RECORDS FOR THE EXERCISE:
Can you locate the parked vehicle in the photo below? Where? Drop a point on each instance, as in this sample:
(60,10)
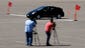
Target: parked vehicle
(46,11)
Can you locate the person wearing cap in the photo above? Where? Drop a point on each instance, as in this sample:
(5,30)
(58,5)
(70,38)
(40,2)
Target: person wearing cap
(29,25)
(48,27)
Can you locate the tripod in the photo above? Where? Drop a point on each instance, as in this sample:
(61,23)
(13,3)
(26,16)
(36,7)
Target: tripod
(36,38)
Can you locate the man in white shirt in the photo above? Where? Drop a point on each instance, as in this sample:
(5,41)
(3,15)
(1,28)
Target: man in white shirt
(29,25)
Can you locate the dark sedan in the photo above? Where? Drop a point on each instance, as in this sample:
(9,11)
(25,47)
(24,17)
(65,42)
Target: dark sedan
(46,11)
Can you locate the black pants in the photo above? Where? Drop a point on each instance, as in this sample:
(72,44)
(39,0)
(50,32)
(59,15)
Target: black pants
(48,37)
(29,38)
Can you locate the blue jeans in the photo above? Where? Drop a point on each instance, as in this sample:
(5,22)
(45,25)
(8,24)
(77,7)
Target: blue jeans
(48,37)
(29,38)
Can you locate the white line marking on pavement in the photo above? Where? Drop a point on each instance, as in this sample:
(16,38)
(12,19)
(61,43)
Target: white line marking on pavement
(20,42)
(65,20)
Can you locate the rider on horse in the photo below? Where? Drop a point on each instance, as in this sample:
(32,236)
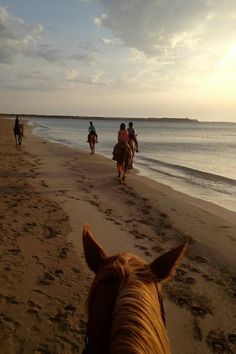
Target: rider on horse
(132,134)
(92,131)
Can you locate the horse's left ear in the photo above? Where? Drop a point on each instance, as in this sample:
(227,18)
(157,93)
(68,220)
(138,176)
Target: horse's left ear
(165,265)
(93,252)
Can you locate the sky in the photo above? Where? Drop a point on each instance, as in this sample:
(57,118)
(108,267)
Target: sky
(126,58)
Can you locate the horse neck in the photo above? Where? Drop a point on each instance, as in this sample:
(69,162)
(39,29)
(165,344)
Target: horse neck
(101,305)
(137,325)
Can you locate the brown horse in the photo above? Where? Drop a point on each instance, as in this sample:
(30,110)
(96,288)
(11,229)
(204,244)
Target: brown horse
(133,150)
(18,133)
(92,142)
(125,307)
(123,159)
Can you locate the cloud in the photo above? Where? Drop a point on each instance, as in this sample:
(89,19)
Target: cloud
(16,37)
(160,28)
(72,74)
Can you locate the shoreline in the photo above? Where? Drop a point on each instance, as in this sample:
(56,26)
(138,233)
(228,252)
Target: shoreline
(141,216)
(209,186)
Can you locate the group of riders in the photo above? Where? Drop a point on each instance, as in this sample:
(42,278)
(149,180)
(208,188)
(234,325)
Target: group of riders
(124,137)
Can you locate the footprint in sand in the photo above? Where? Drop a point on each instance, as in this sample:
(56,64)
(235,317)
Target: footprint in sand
(47,279)
(218,343)
(64,252)
(33,307)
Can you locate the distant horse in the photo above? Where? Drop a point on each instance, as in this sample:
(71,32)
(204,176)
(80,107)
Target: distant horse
(18,133)
(123,159)
(92,142)
(125,307)
(132,145)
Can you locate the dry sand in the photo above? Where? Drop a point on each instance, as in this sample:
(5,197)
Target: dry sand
(47,193)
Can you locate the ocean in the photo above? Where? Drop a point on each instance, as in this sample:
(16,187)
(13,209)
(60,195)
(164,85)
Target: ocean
(195,158)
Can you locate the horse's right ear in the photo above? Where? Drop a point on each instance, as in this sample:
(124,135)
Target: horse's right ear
(94,254)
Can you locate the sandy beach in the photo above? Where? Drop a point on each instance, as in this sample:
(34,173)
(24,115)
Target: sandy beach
(47,193)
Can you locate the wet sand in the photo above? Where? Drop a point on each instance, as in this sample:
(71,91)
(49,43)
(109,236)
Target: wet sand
(47,192)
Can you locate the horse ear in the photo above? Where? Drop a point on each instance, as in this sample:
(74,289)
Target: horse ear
(93,252)
(165,265)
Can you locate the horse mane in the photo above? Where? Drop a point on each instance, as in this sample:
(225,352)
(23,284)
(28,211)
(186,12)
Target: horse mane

WHAT IS REQUIRED: Skip every picture and transcribe the data above exactly.

FINAL RESULT:
Can you locate the parked vehicle in the photo below? Where? Drop a point on each instance, as in this sample:
(60,10)
Target: parked vehicle
(46,11)
Can you locate the person wearing cap in the photo above? Where? Drop a point on each instance, as in this sample:
(5,30)
(58,5)
(70,38)
(40,2)
Target: person wearing cap
(29,25)
(48,27)
Can you locate the tripod in the photo above? Where? Drop a point on each instance, as in this sample:
(61,23)
(13,3)
(26,16)
(36,7)
Target: tripod
(36,38)
Can you locate the man in white shirt in the photo above? Where? Drop a point on each instance, as in this sample:
(5,41)
(3,15)
(1,28)
Target: man in white shirt
(29,25)
Can you locate the dark sedan in the photo above? Where? Drop a point on each instance, as in this sample:
(9,11)
(25,47)
(24,17)
(65,42)
Target: dark sedan
(46,11)
Can you locate the black pants in the photo above? Where? Drop a point on each instance, as in this sample:
(72,44)
(39,0)
(50,32)
(59,15)
Target: black pants
(48,37)
(29,38)
Can you locate the blue jeans in the photo above? Where? Drop a point on each instance, as in this sample:
(5,22)
(45,25)
(8,24)
(77,7)
Target: blue jeans
(48,37)
(29,38)
Can you locate the white line marking on pavement in the photo above? Where? Drop a point on each instance, as in this sample:
(16,38)
(12,19)
(61,43)
Target: white line marking on pavement
(20,42)
(65,20)
Can you locate the rider on horse in the photo below? Where? Drop a point on each instance, as in this sample:
(32,236)
Target: rider on horse
(132,134)
(92,131)
Can you locate the horse's left ear in the photo above? Where? Drop a point on each instance, as in this sample:
(227,18)
(157,93)
(68,220)
(138,176)
Target: horse's left ear
(165,265)
(93,252)
Can you locate the sky in the photo above? Where? Drop a point on each instance, as in this sample:
(57,118)
(108,267)
Target: sky
(126,58)
Can you locate the horse neck in the photo above? Where? Drop a point on each instance, as in this sample:
(69,162)
(39,29)
(165,344)
Target: horse neck
(101,305)
(137,325)
Can you locate the brown horse in the photo above? Where? Drop a point on each instance, as in this sample:
(30,110)
(96,288)
(11,229)
(204,244)
Target: brown horse
(133,150)
(18,133)
(92,142)
(125,307)
(123,159)
Can you locate the cloud in the photo above? Where? Drop a point on each instance, as in this sample:
(89,19)
Target: cloud
(16,37)
(160,28)
(72,74)
Can you locate the shoreline in the photo above? Where? Drop a point on each instance, as in this sample:
(56,26)
(138,233)
(228,252)
Target: shoreline
(141,216)
(209,186)
Can you locate the group of riders in the photo above? Where? Drop a point on each instance, as in this sample:
(42,278)
(149,180)
(208,188)
(234,325)
Target: group of riders
(124,137)
Can you locate the footprint in sand in the photo above? Where? Drop a point on each instance, as in this sample:
(56,64)
(235,317)
Target: footprint in sand
(47,279)
(218,343)
(64,252)
(33,307)
Can you locate the distant horse in the photo above? Where? Drop a point on each instance, as in this sample:
(71,32)
(204,176)
(80,107)
Target: distant horse
(18,133)
(123,159)
(92,142)
(125,307)
(132,145)
Can you locate the dry sand in the photo above? Where? Drop a point on each instance, as in this sample:
(5,197)
Target: dry sand
(47,193)
Can you locate the ocean in the photo above? Where? Drop a point on each instance, as in this sample:
(16,187)
(13,209)
(60,195)
(164,85)
Target: ocean
(195,158)
Can you locate the horse's right ear in the photo above? Where? Drop a point on each instance, as in this sample:
(124,135)
Target: horse's right ear
(94,254)
Can you locate the sandy beach in the photo above? Where? Drop a point on each instance, as in this sample:
(34,173)
(24,115)
Target: sandy beach
(47,193)
Can you locate the wet sand in the photo above? Where? Drop a point on each instance, as in this sample:
(71,91)
(49,43)
(109,236)
Target: wet sand
(47,192)
Can you locate the horse ear in the photo above? Where? Drop a point on each instance, as in this sample:
(74,289)
Target: horse ear
(93,252)
(165,265)
Can you locate the horse mane in the photo above? Where? Drop a point on each instance, as in this sample:
(225,352)
(23,284)
(28,211)
(186,12)
Target: horse mane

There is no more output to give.